*** Records shown ***

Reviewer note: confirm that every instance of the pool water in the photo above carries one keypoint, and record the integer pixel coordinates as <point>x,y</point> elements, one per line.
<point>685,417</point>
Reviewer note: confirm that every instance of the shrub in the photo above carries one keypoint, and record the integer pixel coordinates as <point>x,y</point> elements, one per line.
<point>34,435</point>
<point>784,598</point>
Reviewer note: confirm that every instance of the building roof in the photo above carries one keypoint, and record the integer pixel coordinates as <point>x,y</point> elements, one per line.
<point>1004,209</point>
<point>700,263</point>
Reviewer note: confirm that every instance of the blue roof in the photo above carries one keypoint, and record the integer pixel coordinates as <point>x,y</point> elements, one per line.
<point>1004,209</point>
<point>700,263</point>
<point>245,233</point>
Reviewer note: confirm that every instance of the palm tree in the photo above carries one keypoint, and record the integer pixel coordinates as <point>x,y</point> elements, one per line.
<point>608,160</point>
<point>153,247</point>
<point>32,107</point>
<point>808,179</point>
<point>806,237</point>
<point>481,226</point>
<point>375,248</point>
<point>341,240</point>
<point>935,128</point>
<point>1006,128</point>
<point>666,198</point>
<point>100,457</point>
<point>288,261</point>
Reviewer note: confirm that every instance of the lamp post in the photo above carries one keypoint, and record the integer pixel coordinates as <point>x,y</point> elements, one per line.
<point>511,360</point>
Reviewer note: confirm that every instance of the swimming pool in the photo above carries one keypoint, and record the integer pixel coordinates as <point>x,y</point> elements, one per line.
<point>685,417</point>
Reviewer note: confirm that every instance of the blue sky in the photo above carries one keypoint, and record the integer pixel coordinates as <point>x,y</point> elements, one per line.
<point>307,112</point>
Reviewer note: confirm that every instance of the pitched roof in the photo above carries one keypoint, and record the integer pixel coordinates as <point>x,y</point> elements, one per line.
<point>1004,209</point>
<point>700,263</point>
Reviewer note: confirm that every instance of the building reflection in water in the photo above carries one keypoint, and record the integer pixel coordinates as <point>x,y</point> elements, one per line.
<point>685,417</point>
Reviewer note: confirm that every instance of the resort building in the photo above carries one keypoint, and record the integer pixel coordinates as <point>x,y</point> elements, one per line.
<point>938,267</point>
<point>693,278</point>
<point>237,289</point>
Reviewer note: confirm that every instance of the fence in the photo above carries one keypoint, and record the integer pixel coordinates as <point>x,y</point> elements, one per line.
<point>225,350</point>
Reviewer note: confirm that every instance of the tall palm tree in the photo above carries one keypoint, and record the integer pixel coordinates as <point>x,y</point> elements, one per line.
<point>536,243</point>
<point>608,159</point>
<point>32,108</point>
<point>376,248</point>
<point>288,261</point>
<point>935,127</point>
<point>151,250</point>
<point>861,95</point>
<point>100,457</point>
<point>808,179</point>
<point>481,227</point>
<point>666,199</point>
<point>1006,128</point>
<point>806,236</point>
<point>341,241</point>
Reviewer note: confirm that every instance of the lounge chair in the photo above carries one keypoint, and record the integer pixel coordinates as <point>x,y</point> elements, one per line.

*** End of Records shown ***

Reproduce the data above exactly, leaving nothing out.

*Solved problem:*
Reviewer note: confirm that every instance of the pool water in the photo above carries one keypoint, and record the integer pixel coordinates as <point>x,y</point> elements, one per line.
<point>685,417</point>
Reviewer note: confirm that every instance of the shrub in the photo above carries one keypoint, and record the integer pixel coordinates as <point>x,y</point> elements, one per line.
<point>34,435</point>
<point>784,598</point>
Reviewer note: confirm that every instance of the building roof in the photo above carries one keypoint, and record the integer pixel coordinates as <point>x,y</point> elements, one per line.
<point>1004,209</point>
<point>700,263</point>
Reviewer note: confirm that every instance of the blue roof in the photo above carries one keypoint, and record the integer pixel coordinates as <point>x,y</point> elements, one per line.
<point>1004,209</point>
<point>700,263</point>
<point>245,233</point>
Reviewer note: confirm that every instance of the palm tree in the photo above carries one keypoint, and record the integer pixel coordinates as <point>x,y</point> elements, one per line.
<point>608,160</point>
<point>153,247</point>
<point>32,107</point>
<point>808,179</point>
<point>806,237</point>
<point>481,226</point>
<point>375,248</point>
<point>341,240</point>
<point>935,128</point>
<point>1006,128</point>
<point>666,198</point>
<point>100,457</point>
<point>288,261</point>
Reviewer note: confirm that every instance of the lamp post in the photo above carries one keypoint, and record the integer pixel coordinates as <point>x,y</point> elements, one per line.
<point>511,360</point>
Reviewer note: confirm that every instance of the swimming pool in the photo above carries one keypoint, and record the integer pixel coordinates as <point>x,y</point> elements, one per line.
<point>685,417</point>
Reviewer note: confirm that every instance of the blue sky in the photo above carries one keypoint, and record the integer pixel coordinates as <point>x,y</point> elements, one per line.
<point>307,112</point>
Reviewer note: confirm that every instance of the pitched roof in the photo above carries one keypoint, and record the integer pixel coordinates as <point>x,y</point> elements, one per line.
<point>1004,209</point>
<point>700,263</point>
Reviewer note: confirm that every instance of the building reflection in water in the photo above carries one keypoint, and record the integer pixel coordinates as <point>x,y</point> elements, one per line.
<point>685,417</point>
Reviewer note: confirm that every instance of the resort building in the photo above carries one keypoint, and record the integer pixel coordinates as <point>x,y</point> elements, one per line.
<point>938,267</point>
<point>693,278</point>
<point>237,289</point>
Reviewer note: confirm that every instance of the fence in the photo above carries one keypoint, and record the integer pixel coordinates as <point>x,y</point> elements, one per line.
<point>225,350</point>
Reviewer note: confirm that every instance of the tall palm tree in the photo above carries one keypoint, and record the integer pixel coordinates as <point>x,y</point> elements, one per line.
<point>536,243</point>
<point>608,159</point>
<point>32,108</point>
<point>376,248</point>
<point>288,261</point>
<point>935,127</point>
<point>151,250</point>
<point>861,95</point>
<point>100,457</point>
<point>808,179</point>
<point>481,227</point>
<point>666,199</point>
<point>1006,128</point>
<point>806,236</point>
<point>341,241</point>
Reviewer note: confirm that every instance of the lounge chair in the photo above carries one keypoint, and record the integer pixel coordinates as <point>x,y</point> elements, one per line.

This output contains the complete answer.